--- BEGIN Record list ---
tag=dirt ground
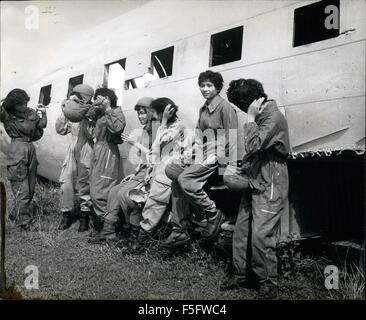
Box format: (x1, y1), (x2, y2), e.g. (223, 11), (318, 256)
(1, 174), (365, 300)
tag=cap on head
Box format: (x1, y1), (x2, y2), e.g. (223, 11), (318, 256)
(72, 84), (94, 97)
(136, 97), (154, 107)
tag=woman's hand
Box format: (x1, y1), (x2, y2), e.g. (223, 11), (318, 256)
(121, 133), (137, 145)
(248, 97), (266, 122)
(161, 104), (175, 126)
(36, 104), (46, 118)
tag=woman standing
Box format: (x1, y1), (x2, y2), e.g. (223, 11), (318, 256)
(0, 89), (47, 230)
(86, 88), (126, 232)
(88, 97), (154, 244)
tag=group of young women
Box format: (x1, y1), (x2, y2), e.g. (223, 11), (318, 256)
(1, 70), (290, 294)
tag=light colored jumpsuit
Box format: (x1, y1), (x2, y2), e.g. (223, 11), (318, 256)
(140, 120), (185, 232)
(166, 95), (238, 229)
(0, 106), (47, 227)
(90, 107), (126, 216)
(55, 114), (94, 212)
(224, 100), (290, 283)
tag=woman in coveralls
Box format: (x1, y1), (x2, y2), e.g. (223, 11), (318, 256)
(55, 84), (94, 232)
(222, 79), (290, 298)
(0, 89), (47, 230)
(86, 88), (126, 234)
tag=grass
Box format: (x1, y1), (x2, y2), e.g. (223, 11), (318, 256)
(3, 168), (365, 300)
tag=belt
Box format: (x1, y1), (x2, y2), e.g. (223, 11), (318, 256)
(11, 137), (32, 142)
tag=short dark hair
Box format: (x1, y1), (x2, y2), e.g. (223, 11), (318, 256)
(198, 70), (224, 92)
(151, 97), (178, 123)
(226, 79), (268, 112)
(2, 89), (29, 113)
(94, 88), (117, 108)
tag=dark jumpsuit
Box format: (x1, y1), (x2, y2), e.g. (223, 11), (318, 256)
(0, 107), (47, 226)
(224, 100), (290, 282)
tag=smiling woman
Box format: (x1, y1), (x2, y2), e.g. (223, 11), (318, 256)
(0, 0), (148, 95)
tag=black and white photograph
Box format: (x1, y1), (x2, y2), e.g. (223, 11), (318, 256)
(0, 0), (366, 308)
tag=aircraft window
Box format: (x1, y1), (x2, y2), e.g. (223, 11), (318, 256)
(38, 85), (52, 106)
(67, 74), (84, 99)
(151, 46), (174, 78)
(293, 0), (339, 47)
(210, 26), (243, 67)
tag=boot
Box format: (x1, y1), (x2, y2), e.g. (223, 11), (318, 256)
(160, 228), (191, 249)
(202, 209), (224, 240)
(78, 211), (90, 232)
(258, 280), (279, 300)
(58, 211), (73, 230)
(88, 220), (117, 244)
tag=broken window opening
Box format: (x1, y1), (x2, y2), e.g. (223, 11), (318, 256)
(293, 0), (340, 47)
(67, 74), (84, 99)
(209, 26), (244, 67)
(151, 46), (174, 78)
(103, 58), (126, 104)
(124, 68), (159, 90)
(38, 85), (52, 106)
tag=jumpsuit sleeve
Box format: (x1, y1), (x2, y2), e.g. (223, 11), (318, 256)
(244, 113), (279, 154)
(55, 114), (71, 136)
(105, 107), (126, 134)
(217, 105), (238, 161)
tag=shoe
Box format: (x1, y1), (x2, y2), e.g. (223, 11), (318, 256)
(78, 211), (90, 232)
(58, 211), (73, 230)
(202, 209), (224, 240)
(88, 220), (118, 244)
(258, 280), (279, 300)
(160, 228), (191, 248)
(220, 274), (249, 291)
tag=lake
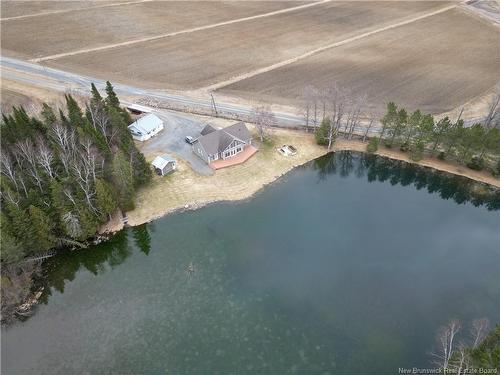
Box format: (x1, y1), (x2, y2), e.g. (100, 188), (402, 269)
(2, 152), (500, 375)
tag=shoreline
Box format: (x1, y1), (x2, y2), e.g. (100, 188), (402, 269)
(99, 134), (500, 234)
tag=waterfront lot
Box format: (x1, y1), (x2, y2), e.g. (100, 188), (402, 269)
(222, 10), (500, 113)
(2, 1), (302, 58)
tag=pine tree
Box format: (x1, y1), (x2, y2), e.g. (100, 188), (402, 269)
(90, 83), (103, 105)
(132, 224), (151, 255)
(133, 151), (153, 187)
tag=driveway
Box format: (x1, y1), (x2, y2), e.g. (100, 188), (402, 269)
(139, 110), (214, 176)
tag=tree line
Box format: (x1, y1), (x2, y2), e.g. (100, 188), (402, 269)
(0, 82), (152, 263)
(312, 151), (500, 211)
(301, 84), (500, 175)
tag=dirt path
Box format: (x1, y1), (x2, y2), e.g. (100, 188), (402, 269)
(29, 0), (331, 62)
(0, 0), (153, 21)
(200, 4), (458, 91)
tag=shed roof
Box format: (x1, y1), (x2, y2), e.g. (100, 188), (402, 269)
(151, 154), (176, 169)
(128, 113), (163, 134)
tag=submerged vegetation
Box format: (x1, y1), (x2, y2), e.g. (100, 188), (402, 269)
(0, 82), (152, 324)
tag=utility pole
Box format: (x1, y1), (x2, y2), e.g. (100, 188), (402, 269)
(210, 93), (219, 117)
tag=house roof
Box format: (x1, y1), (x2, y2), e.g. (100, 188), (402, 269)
(151, 154), (175, 169)
(128, 113), (163, 134)
(200, 124), (217, 135)
(198, 122), (250, 155)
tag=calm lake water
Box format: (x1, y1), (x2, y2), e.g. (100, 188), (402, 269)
(2, 152), (500, 375)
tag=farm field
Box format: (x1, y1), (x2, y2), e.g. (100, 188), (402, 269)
(45, 1), (449, 90)
(2, 1), (303, 59)
(221, 9), (500, 113)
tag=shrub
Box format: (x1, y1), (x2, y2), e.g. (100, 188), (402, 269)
(467, 156), (484, 171)
(366, 138), (379, 154)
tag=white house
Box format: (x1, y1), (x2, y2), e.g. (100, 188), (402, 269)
(128, 113), (163, 141)
(151, 154), (177, 176)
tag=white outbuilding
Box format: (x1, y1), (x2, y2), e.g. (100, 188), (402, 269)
(128, 113), (163, 141)
(151, 154), (177, 176)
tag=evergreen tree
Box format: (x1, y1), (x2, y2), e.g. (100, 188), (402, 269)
(95, 178), (118, 220)
(28, 205), (56, 252)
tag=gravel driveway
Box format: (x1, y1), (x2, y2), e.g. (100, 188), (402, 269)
(139, 110), (214, 175)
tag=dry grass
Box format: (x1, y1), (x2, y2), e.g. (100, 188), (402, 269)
(1, 0), (116, 18)
(127, 126), (325, 225)
(222, 10), (500, 113)
(47, 1), (448, 90)
(2, 1), (301, 58)
(120, 129), (500, 231)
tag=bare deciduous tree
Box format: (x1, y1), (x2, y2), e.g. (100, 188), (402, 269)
(363, 116), (374, 142)
(252, 105), (276, 142)
(49, 123), (76, 173)
(62, 212), (82, 238)
(344, 94), (367, 139)
(432, 320), (461, 371)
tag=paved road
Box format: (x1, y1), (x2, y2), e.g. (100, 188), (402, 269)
(0, 56), (378, 133)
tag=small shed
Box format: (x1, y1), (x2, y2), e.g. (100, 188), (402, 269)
(128, 113), (163, 141)
(151, 154), (177, 176)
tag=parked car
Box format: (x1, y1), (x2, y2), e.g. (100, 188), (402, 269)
(278, 145), (297, 156)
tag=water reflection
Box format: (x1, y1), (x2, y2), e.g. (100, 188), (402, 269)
(312, 151), (500, 210)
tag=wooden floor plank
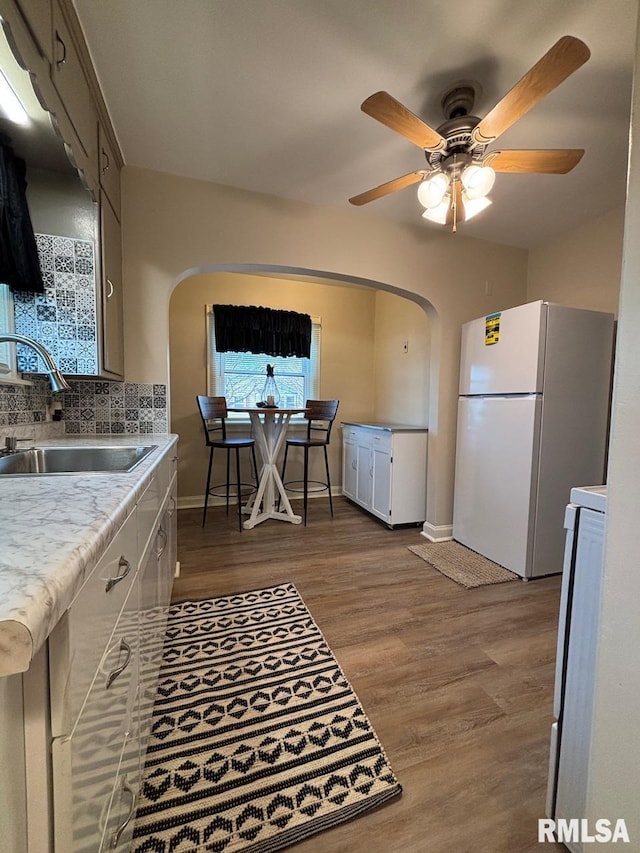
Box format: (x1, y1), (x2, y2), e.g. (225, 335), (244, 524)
(174, 498), (565, 853)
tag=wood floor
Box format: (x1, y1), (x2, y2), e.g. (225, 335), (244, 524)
(174, 498), (565, 853)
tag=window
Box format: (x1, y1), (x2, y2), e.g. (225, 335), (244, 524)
(207, 305), (321, 409)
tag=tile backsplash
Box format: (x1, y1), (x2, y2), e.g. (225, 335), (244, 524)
(13, 234), (98, 376)
(0, 377), (169, 435)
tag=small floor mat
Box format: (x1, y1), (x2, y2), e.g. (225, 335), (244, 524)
(409, 541), (519, 589)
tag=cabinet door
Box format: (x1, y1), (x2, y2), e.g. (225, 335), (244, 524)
(371, 444), (391, 524)
(100, 193), (124, 378)
(49, 510), (138, 737)
(52, 572), (139, 853)
(98, 125), (120, 221)
(356, 441), (373, 509)
(342, 438), (358, 500)
(101, 715), (142, 853)
(140, 524), (167, 760)
(51, 0), (98, 166)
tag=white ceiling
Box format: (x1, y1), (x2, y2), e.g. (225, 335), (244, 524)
(75, 0), (638, 247)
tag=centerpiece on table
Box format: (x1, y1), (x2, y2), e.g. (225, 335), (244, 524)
(262, 364), (280, 409)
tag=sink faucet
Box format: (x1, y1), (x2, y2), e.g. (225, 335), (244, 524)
(0, 332), (71, 394)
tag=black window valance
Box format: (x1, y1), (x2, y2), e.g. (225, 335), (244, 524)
(213, 305), (311, 358)
(0, 133), (44, 293)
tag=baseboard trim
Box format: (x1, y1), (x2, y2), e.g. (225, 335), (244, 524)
(420, 521), (453, 542)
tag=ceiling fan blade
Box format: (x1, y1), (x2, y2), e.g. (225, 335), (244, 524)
(360, 92), (447, 151)
(349, 169), (429, 205)
(483, 148), (584, 175)
(472, 36), (591, 144)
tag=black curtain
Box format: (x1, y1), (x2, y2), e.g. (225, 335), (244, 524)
(213, 305), (311, 358)
(0, 133), (44, 293)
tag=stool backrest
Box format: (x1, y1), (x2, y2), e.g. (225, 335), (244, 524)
(196, 395), (227, 445)
(304, 400), (340, 444)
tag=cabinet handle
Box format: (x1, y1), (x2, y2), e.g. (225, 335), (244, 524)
(107, 638), (131, 690)
(156, 527), (167, 559)
(56, 30), (67, 68)
(111, 776), (137, 850)
(104, 557), (131, 592)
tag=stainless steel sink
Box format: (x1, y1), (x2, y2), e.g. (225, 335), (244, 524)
(0, 444), (157, 476)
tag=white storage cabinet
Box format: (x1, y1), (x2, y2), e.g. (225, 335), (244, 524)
(342, 422), (427, 527)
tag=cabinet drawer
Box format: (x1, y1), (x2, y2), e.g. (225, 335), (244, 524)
(52, 584), (139, 853)
(342, 427), (361, 441)
(371, 430), (393, 453)
(49, 510), (138, 737)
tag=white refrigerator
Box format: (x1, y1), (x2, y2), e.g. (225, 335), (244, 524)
(453, 301), (613, 578)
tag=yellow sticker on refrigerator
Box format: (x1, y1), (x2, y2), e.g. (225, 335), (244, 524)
(484, 312), (500, 347)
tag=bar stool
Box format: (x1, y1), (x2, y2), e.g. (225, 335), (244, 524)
(282, 400), (340, 527)
(196, 395), (258, 531)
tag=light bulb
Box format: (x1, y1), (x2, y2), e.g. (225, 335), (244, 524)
(460, 164), (496, 199)
(418, 172), (449, 210)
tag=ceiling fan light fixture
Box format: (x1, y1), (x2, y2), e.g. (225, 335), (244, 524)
(422, 193), (451, 225)
(418, 172), (449, 210)
(460, 163), (496, 199)
(462, 190), (491, 222)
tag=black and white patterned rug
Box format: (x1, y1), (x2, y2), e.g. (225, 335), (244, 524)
(131, 584), (402, 853)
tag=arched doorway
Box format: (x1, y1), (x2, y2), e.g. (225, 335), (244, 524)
(169, 264), (437, 528)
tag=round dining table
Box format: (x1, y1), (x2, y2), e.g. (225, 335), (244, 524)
(227, 406), (306, 530)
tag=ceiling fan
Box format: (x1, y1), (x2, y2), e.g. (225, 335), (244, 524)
(349, 36), (591, 231)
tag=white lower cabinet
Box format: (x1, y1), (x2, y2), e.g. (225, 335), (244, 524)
(45, 451), (177, 853)
(342, 423), (427, 527)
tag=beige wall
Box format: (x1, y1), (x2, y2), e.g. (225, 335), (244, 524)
(586, 8), (640, 832)
(527, 207), (624, 314)
(122, 166), (527, 533)
(169, 273), (380, 506)
(375, 291), (431, 426)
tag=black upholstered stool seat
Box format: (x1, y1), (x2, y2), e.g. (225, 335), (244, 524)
(196, 395), (258, 530)
(282, 400), (339, 527)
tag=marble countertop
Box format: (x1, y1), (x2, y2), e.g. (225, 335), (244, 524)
(570, 486), (607, 512)
(341, 421), (429, 432)
(0, 434), (178, 675)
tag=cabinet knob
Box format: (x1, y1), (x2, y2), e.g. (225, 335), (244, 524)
(56, 30), (67, 68)
(107, 638), (131, 690)
(104, 557), (131, 592)
(156, 527), (167, 559)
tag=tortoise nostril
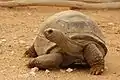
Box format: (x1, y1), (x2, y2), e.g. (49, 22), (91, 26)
(48, 29), (53, 34)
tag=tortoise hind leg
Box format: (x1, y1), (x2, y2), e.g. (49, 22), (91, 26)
(24, 45), (38, 57)
(28, 53), (62, 69)
(84, 43), (104, 75)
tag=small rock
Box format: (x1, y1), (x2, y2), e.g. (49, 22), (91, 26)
(0, 41), (2, 45)
(11, 51), (14, 54)
(25, 46), (30, 49)
(1, 39), (7, 42)
(13, 37), (17, 40)
(66, 68), (73, 72)
(30, 71), (36, 76)
(60, 69), (65, 73)
(108, 22), (115, 26)
(28, 13), (31, 16)
(0, 49), (2, 54)
(11, 66), (16, 68)
(31, 67), (39, 72)
(45, 69), (50, 73)
(116, 46), (120, 51)
(19, 40), (26, 44)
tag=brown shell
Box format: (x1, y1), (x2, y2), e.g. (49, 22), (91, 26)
(34, 10), (106, 55)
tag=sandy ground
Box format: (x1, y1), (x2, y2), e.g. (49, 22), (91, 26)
(0, 7), (120, 80)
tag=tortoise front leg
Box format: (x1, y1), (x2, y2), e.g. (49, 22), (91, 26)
(84, 43), (104, 75)
(27, 53), (63, 69)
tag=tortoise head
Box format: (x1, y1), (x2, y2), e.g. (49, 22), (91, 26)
(44, 28), (66, 44)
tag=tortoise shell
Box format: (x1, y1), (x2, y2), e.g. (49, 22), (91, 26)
(34, 10), (107, 56)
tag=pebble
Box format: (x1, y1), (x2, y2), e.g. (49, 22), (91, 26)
(31, 67), (39, 72)
(28, 13), (31, 16)
(45, 69), (50, 73)
(60, 69), (65, 73)
(30, 67), (39, 76)
(0, 49), (2, 54)
(11, 51), (15, 54)
(19, 40), (26, 44)
(1, 39), (7, 42)
(66, 68), (73, 72)
(108, 22), (115, 26)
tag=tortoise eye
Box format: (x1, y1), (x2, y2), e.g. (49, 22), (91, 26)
(48, 29), (53, 34)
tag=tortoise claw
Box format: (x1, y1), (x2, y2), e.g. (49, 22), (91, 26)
(90, 65), (104, 75)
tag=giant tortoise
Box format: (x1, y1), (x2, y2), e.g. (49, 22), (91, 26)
(25, 10), (107, 75)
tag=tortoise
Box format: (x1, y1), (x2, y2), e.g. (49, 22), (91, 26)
(25, 10), (107, 75)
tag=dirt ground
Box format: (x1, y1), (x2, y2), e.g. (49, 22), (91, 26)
(0, 7), (120, 80)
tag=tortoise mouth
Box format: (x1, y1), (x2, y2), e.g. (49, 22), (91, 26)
(43, 28), (54, 38)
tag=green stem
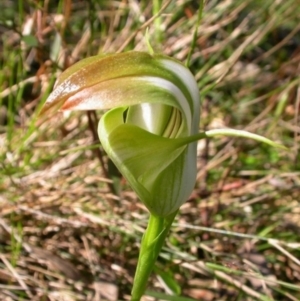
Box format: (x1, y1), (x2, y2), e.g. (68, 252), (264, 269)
(131, 211), (178, 301)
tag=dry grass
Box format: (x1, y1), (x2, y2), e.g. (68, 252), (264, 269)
(0, 0), (300, 301)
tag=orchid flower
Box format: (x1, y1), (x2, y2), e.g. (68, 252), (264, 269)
(41, 52), (284, 301)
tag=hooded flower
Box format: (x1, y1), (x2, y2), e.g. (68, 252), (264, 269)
(41, 52), (199, 217)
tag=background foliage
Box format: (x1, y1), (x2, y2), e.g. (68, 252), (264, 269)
(0, 0), (300, 300)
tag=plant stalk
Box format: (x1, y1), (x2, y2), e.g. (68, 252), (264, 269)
(131, 210), (178, 301)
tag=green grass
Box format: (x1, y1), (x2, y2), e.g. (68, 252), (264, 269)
(0, 0), (300, 301)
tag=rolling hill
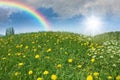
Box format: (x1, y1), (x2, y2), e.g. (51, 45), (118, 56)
(0, 32), (120, 80)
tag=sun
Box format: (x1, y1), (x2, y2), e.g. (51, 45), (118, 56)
(84, 15), (103, 36)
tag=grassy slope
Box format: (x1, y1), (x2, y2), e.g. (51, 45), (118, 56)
(0, 32), (120, 80)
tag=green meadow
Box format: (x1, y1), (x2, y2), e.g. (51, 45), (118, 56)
(0, 32), (120, 80)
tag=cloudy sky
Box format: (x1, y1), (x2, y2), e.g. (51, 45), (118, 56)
(0, 0), (120, 34)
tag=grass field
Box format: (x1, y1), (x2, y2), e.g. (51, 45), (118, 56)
(0, 32), (120, 80)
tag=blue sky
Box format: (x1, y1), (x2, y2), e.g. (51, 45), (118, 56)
(0, 0), (120, 35)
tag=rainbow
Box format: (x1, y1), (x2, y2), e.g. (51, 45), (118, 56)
(0, 1), (50, 30)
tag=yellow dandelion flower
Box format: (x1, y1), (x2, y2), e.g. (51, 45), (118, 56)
(8, 53), (11, 56)
(25, 46), (29, 49)
(107, 76), (112, 80)
(77, 65), (82, 68)
(43, 71), (49, 75)
(91, 58), (95, 62)
(28, 70), (33, 75)
(91, 47), (95, 51)
(47, 48), (52, 52)
(18, 63), (24, 66)
(86, 75), (93, 80)
(2, 57), (6, 60)
(35, 54), (40, 59)
(68, 59), (73, 63)
(65, 52), (68, 54)
(37, 77), (43, 80)
(116, 75), (120, 80)
(51, 74), (57, 80)
(93, 72), (99, 77)
(57, 64), (62, 68)
(33, 49), (37, 52)
(15, 72), (19, 76)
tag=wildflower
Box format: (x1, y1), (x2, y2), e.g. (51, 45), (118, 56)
(57, 64), (62, 68)
(116, 75), (120, 80)
(37, 77), (43, 80)
(43, 71), (49, 75)
(15, 72), (19, 76)
(107, 76), (112, 80)
(87, 75), (93, 80)
(33, 49), (37, 52)
(8, 53), (11, 56)
(25, 46), (29, 49)
(47, 48), (52, 52)
(65, 52), (68, 54)
(2, 57), (6, 60)
(35, 54), (40, 59)
(93, 72), (99, 77)
(91, 47), (95, 51)
(77, 65), (82, 68)
(18, 63), (24, 66)
(91, 58), (95, 62)
(51, 74), (57, 80)
(68, 59), (73, 63)
(28, 70), (33, 75)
--- END Record list ---
__Objective__:
Rewrite the stretch from the start of the material through the line containing "(86, 88), (126, 234)", replacing "jumpsuit" with "bodysuit" and leaving everything else unchanged. Omit the pictures from your answer.

__Response to the task__:
tag=dirt ground
Box format: (x1, y1), (x2, y2), e.g. (223, 11), (318, 256)
(1, 174), (365, 300)
tag=cap on head
Box format: (x1, y1), (x2, y2), e.g. (223, 11), (318, 256)
(72, 84), (94, 97)
(136, 97), (154, 107)
tag=woman's hand
Box format: (x1, y1), (x2, y2), e.g. (223, 11), (318, 256)
(121, 133), (137, 145)
(248, 97), (266, 122)
(161, 104), (175, 126)
(36, 104), (46, 118)
tag=woman standing
Box format: (x1, y1), (x2, y2), e.g. (223, 11), (318, 256)
(0, 89), (47, 230)
(86, 88), (126, 232)
(88, 97), (154, 244)
tag=group of young women
Box format: (x1, y1), (x2, y2), e.g. (223, 11), (318, 256)
(1, 70), (290, 294)
tag=light colored bodysuit
Box format: (x1, y1), (x2, y2), e.g. (223, 11), (318, 256)
(140, 120), (185, 232)
(166, 95), (238, 229)
(0, 106), (47, 227)
(90, 107), (126, 216)
(55, 114), (94, 212)
(224, 100), (290, 283)
tag=woman in coveralls
Box format: (x1, y1), (x2, y2), e.g. (223, 11), (318, 256)
(55, 84), (94, 232)
(222, 79), (290, 298)
(0, 89), (47, 230)
(86, 88), (126, 234)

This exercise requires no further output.